+++ PASSAGE TO READ

Is $ud$ matter more dangerous than strange matter? I have seen videos online about how dangerous strange matter is... which is something I have never understood since strange matter created in a lab always disappears very quickly.   However I watched a video today about the continent of stability at around 300 daltons.  At 315, the protons and neutrons break down into $u$ and $d$ quarks, making the nucleus free quarks...  Supposedly any matter that touches this atom breaks down into $u$ and $d$ quarks and is added to the nucleus.  Also supposedly this matter is stable at room temps and pressures.
I cannot find the paper online to support this....  Has anyone read this paper and if so, what are your thoughts?
 A: A basic search on "Stable quark matter" turns up a reputable non-specialist (but not exactly layman) article: https://phys.org/news/2018-06-periodic-table.html
Per the article, the idea is that at around $A=300$, nucleons no longer remain separate and the matter becomes up and down quarks, contained within some volume ($\approx \pm 5\,$)fm.
A: Once formed, the danger of $ud$ Quark Matter ($ud$QM) is probably comparable to that of strange quark matter (SQM). Quoting from the original paper on "Quark Matter May Not Be Strange":

As with SQM, the further injection of neutrons (or heavy ions) can cause the piece of udQM to grow with the release of an indefinite amount of energy.

What might be potentially riskier is that it may be easier to create $ud$ quark matter than strange quark matter. As noted in the article, with $ud$QM:

A faster catastrophic conversion could occur …


it raises the hope to produce this new form of stable matter by the fusion of heavy elements. With no strangeness to produce, this may be an easier task than producing SQM.

If produced, however, it is thought that either SQM or $ud$QM would likely be positively charged.  This is safer since the quark matter would electrostatically repel atomic nuclei making runaway absorption of normal matter unlikely.  The "Review of the Safety of LHC Collisions"
discusses how the risks of quark matter production (or other catastrophes) are negligible for current accelerators.

++++++
+++ GIVEN RECORDS

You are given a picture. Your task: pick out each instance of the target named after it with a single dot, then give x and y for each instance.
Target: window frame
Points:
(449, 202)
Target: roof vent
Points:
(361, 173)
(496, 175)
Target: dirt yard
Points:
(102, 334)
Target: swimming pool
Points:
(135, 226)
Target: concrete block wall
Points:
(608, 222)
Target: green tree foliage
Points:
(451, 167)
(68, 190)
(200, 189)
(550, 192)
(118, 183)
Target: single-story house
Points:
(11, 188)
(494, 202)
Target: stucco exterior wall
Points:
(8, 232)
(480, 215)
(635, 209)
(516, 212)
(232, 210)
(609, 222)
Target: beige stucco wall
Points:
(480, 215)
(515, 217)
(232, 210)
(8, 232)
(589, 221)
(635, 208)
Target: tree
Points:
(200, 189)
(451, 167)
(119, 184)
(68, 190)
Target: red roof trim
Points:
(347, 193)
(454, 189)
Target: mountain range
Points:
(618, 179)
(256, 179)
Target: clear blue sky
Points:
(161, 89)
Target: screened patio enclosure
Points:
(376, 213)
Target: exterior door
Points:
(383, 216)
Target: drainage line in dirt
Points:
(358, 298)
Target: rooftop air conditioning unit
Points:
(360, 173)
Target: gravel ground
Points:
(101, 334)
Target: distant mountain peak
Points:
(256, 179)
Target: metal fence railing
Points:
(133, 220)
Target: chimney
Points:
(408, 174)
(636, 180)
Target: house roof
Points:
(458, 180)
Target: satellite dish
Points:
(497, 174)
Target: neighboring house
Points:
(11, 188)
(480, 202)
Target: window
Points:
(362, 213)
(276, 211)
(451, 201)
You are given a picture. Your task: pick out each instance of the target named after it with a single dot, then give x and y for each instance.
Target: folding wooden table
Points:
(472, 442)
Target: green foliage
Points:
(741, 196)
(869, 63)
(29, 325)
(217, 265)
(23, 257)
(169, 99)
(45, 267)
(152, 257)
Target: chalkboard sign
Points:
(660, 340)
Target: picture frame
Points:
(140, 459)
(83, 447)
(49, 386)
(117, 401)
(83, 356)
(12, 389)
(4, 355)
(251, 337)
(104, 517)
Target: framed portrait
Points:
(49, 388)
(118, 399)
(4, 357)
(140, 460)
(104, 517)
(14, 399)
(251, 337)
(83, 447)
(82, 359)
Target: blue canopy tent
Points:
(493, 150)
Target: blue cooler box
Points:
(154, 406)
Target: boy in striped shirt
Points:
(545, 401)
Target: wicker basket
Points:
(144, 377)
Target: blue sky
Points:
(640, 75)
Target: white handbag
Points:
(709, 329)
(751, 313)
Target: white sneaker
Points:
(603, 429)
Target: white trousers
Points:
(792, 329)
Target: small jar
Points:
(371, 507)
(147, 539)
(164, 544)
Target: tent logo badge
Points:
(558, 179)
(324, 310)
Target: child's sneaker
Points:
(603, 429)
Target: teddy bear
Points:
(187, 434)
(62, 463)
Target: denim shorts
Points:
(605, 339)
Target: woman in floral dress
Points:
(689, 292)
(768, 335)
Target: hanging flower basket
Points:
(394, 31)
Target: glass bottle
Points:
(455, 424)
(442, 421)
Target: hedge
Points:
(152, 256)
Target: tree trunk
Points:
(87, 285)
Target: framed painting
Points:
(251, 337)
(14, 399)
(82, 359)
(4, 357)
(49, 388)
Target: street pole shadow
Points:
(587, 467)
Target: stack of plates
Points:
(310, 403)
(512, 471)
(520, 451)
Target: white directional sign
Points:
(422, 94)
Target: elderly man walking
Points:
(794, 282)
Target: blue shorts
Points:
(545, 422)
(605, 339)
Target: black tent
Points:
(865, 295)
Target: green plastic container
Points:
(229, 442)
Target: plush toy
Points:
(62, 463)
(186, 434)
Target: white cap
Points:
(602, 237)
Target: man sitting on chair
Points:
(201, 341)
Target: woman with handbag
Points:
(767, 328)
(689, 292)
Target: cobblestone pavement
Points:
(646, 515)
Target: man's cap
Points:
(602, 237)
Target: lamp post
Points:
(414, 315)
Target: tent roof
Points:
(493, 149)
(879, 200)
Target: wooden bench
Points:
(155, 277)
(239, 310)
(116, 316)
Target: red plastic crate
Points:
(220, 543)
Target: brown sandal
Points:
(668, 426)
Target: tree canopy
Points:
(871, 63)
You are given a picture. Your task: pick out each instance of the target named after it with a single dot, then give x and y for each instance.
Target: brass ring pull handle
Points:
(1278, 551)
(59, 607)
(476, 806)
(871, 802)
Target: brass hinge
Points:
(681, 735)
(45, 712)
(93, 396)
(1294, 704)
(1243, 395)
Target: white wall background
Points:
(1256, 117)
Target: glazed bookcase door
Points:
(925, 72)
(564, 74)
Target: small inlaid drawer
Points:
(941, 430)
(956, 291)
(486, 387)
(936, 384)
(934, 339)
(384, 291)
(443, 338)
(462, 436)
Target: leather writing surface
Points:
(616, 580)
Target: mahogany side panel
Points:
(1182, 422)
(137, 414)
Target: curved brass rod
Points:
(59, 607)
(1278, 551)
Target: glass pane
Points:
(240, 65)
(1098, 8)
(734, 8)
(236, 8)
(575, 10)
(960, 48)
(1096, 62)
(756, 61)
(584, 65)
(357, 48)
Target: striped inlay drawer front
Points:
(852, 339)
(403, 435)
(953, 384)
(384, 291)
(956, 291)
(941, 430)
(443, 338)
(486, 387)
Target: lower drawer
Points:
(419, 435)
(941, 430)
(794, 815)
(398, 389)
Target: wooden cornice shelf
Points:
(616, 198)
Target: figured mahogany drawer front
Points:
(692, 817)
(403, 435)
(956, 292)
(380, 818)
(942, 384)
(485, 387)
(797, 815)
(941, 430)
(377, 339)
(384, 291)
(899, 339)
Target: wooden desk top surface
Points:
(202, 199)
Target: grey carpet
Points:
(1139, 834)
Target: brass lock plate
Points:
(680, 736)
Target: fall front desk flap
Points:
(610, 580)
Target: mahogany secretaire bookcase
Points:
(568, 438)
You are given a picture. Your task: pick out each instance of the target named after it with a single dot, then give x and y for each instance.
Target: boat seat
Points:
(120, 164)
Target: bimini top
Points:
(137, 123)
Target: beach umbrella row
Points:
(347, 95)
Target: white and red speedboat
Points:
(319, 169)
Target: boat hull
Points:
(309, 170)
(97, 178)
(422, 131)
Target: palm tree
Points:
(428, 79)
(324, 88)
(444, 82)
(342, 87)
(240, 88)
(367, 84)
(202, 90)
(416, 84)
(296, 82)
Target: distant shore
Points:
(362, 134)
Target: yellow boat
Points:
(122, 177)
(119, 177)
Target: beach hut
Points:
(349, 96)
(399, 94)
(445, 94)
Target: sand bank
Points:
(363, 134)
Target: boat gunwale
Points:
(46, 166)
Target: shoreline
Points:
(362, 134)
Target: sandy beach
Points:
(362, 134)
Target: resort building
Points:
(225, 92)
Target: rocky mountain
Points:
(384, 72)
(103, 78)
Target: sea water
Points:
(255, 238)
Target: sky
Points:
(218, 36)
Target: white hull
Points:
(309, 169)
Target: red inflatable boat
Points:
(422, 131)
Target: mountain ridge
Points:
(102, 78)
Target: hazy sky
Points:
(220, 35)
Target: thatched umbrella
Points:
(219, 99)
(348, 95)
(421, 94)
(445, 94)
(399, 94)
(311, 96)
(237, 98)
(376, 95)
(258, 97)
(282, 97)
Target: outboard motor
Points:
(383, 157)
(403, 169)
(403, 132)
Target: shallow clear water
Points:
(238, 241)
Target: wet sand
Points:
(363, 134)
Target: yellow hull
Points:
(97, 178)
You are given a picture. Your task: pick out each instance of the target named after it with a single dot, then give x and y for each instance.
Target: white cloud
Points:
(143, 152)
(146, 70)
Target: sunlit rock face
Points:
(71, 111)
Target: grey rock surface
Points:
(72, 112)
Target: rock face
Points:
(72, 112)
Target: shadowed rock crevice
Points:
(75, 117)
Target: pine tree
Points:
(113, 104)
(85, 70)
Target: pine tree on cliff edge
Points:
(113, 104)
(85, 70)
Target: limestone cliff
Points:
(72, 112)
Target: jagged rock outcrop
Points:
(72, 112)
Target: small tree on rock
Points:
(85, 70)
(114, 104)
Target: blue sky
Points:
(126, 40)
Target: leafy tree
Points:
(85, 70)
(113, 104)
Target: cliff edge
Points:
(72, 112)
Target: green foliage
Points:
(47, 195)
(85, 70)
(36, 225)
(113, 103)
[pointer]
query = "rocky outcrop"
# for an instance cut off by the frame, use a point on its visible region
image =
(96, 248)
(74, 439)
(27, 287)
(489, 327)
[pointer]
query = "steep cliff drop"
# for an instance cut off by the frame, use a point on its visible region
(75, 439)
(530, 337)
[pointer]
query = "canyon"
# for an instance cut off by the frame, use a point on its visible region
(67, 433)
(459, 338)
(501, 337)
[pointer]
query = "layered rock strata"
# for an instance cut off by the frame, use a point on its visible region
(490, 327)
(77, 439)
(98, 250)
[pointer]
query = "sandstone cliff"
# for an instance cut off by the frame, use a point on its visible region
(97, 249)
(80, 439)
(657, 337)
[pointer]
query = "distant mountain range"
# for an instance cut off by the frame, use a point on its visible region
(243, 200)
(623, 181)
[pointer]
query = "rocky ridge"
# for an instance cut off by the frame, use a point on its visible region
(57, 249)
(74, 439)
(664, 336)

++++++

**WHAT YOU SHOULD DO:**
Answer these questions about the discussion of ud quark matter:
1. According to the answer citing the phys.org article, at around what value of A do nucleons no longer remain separate?
2. What can the further injection of neutrons or heavy ions cause a piece of udQM to do?
3. Why would positively charged quark matter be safer?

**OUTPUT OF THE EXERCISE:**
1. At around A=300.
2. It can cause the piece of udQM to grow, releasing an indefinite amount of energy.
3. It would electrostatically repel atomic nuclei, making runaway absorption of normal matter unlikely.